● Enunciado 1
No texto sobre o discurso do Papa à Pontifícia Academia para a Vida, qual era o tema da Assembleia?

● Texto apresentado

Papa Academia para a Vida: a utopia do "neutro" remove a dignidade humana
Cidade
do Vaticano (RV) – A série de audiências do Santo Padre na manhã desta
quinta-feira se encerrou com o encontro com os participantes da Assembléia
Geral dos Membros da Pontifícia Academia para a Vida.
No
seu discurso aos presentes o Papa partiu do tema da Assembleia: “Acompanhar a vida. Novas
responsabilidades na era tecnológica”. Francisco afirmou que é
um tema desafiador mas ao mesmo tempo necessário, pois o mesmo aborda o
entrelaçamento de oportunidades e criticidades que interpela o humanismo
planetário, em referência aos recentes desenvolvimentos tecnológicos das
ciências da vida. O poder das biotecnologias que permite manipulações da vida
até ontem impensáveis, apresenta enormes problemas.
É
urgente, portanto, - disse o Santo Padre -, intensificar o estudo e o confronto
sobre os efeitos de tal evolução da sociedade no sentido tecnológico para
articular uma síntese antropológica que esteja à altura deste desafio do nosso
tempo.
A
área da competência de vocês – disse o Papa - não pode, portanto, ser limitada
a resolver problemas apresentados por situações específicas de conflito ético,
social ou legal. A inspiração de condutas coerentes com a dignidade humana diz
respeito à teoria e à prática da ciência e da técnica em sua abordagem em
relação à vida, ao seu sentido e valor. E foi nesta perspectiva, que o Papa
ofereceu-lhe uma reflexão.
Antes
de tudo as perguntas, novas e antigas, sobre o sentido da vida, sobre sua
origem e seu destino.

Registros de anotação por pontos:
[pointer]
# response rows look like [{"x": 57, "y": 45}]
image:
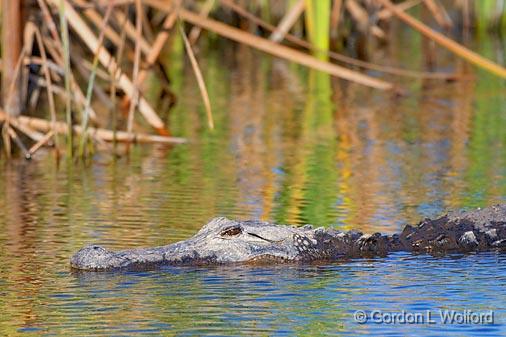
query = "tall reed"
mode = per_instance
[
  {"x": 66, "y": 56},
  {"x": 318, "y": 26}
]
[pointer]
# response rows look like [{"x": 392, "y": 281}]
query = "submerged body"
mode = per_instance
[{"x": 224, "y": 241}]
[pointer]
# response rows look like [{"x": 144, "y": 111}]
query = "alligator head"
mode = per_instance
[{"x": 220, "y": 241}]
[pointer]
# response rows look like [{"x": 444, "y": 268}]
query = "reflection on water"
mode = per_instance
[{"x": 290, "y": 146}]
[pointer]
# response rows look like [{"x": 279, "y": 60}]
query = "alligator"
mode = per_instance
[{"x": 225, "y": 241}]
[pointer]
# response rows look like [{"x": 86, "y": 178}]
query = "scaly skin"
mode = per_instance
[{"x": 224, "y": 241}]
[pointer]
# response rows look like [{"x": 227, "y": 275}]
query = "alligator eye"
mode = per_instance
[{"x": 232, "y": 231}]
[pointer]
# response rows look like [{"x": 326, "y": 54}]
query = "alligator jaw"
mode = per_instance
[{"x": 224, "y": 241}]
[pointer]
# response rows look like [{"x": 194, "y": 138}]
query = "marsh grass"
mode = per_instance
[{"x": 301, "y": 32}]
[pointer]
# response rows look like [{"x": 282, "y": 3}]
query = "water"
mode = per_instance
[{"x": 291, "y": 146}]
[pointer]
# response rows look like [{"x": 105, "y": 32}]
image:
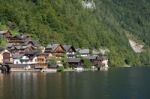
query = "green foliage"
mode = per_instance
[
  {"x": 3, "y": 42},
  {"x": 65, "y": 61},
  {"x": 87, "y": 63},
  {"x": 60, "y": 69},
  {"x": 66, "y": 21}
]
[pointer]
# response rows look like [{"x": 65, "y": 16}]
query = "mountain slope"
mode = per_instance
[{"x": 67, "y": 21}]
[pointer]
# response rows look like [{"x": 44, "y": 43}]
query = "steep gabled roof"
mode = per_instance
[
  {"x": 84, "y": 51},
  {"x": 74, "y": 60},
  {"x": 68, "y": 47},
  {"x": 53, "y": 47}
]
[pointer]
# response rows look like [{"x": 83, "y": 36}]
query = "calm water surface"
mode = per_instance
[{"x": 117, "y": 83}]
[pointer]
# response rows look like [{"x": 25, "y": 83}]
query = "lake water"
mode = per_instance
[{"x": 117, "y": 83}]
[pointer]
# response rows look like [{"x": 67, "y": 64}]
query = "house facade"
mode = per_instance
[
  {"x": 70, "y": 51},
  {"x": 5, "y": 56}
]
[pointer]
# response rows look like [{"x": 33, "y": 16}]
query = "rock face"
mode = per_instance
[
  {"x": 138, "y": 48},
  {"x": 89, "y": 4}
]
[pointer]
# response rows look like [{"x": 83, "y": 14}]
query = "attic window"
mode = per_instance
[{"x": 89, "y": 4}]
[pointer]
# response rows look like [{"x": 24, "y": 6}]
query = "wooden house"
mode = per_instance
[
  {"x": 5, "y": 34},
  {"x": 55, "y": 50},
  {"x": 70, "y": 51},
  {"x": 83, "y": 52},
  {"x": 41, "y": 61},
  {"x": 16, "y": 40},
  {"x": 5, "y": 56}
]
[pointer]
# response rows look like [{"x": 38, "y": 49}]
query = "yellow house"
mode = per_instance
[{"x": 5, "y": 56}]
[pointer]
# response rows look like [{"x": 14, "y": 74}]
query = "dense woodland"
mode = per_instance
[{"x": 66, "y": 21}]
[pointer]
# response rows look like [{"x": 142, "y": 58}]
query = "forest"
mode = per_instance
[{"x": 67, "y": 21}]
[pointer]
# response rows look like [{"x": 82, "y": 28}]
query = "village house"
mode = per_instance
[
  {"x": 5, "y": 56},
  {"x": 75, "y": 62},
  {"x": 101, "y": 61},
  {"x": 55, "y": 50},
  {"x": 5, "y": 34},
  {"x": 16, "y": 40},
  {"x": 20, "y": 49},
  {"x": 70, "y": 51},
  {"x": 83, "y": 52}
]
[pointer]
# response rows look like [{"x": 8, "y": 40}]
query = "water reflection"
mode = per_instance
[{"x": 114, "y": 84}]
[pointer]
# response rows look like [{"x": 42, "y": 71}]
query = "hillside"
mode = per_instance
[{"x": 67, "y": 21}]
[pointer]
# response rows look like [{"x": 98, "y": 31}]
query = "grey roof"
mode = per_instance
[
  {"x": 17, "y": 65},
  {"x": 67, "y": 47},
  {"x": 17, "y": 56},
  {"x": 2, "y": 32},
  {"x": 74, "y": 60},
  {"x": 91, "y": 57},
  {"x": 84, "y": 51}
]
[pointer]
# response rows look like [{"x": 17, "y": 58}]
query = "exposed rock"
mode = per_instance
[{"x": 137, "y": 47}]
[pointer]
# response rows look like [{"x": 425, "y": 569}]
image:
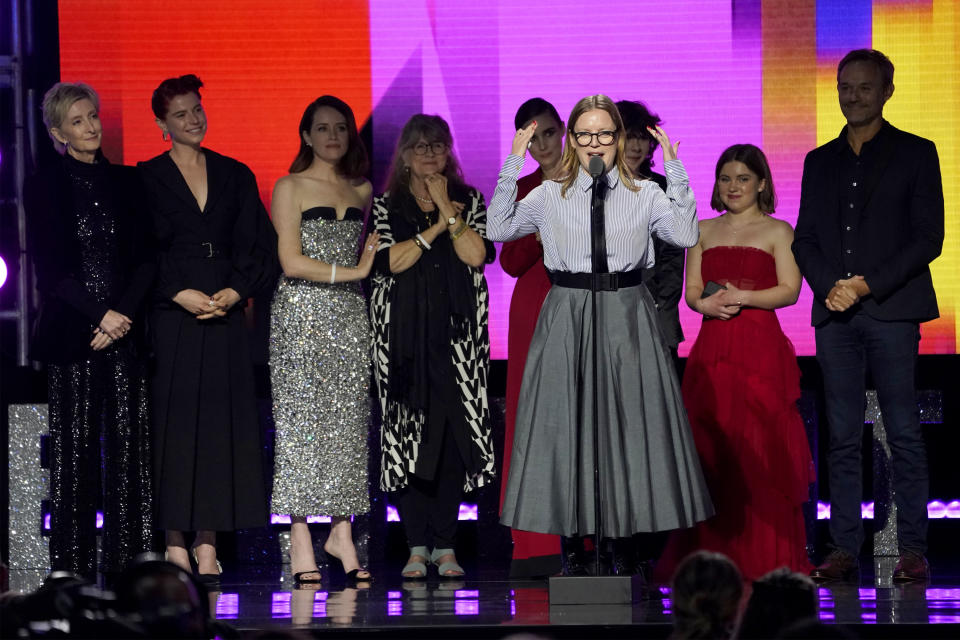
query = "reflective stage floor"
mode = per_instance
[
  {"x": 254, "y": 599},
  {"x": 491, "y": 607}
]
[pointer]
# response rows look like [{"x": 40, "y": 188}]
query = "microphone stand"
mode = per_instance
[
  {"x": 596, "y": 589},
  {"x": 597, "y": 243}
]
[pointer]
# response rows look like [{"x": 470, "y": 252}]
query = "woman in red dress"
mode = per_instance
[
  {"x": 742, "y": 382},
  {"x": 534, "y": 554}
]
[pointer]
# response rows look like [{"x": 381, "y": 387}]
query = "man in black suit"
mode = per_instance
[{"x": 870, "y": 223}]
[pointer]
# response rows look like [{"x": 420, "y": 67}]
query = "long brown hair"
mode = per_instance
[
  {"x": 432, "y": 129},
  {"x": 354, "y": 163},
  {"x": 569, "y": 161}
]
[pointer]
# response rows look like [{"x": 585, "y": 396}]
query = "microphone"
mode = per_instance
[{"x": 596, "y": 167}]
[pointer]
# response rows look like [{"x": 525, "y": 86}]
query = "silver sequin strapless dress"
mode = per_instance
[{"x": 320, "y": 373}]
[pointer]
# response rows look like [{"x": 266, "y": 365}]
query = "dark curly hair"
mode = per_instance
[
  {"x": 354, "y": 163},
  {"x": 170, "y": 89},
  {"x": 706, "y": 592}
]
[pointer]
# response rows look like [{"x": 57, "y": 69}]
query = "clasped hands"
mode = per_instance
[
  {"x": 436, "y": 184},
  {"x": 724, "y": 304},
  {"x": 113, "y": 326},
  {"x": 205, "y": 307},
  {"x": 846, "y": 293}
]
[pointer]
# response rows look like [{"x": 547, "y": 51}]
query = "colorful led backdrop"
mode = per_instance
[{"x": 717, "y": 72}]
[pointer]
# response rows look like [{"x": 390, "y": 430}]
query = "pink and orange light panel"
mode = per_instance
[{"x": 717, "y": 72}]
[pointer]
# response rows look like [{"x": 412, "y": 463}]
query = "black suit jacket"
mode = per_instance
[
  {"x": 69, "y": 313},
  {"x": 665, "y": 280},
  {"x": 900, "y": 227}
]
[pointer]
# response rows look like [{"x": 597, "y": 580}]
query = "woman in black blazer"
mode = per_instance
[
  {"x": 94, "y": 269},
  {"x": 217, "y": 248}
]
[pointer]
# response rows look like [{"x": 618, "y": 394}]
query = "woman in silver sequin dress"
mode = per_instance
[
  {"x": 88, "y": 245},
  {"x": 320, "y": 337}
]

● Enunciado 2
Filtre os registros e copie cada linha que contenha a palavra "hair".

● Solução 1
“Acompanhar a vida. Novas responsabilidades na era tecnológica”.

● Solução 2
query = "long brown hair"
query = "dark curly hair"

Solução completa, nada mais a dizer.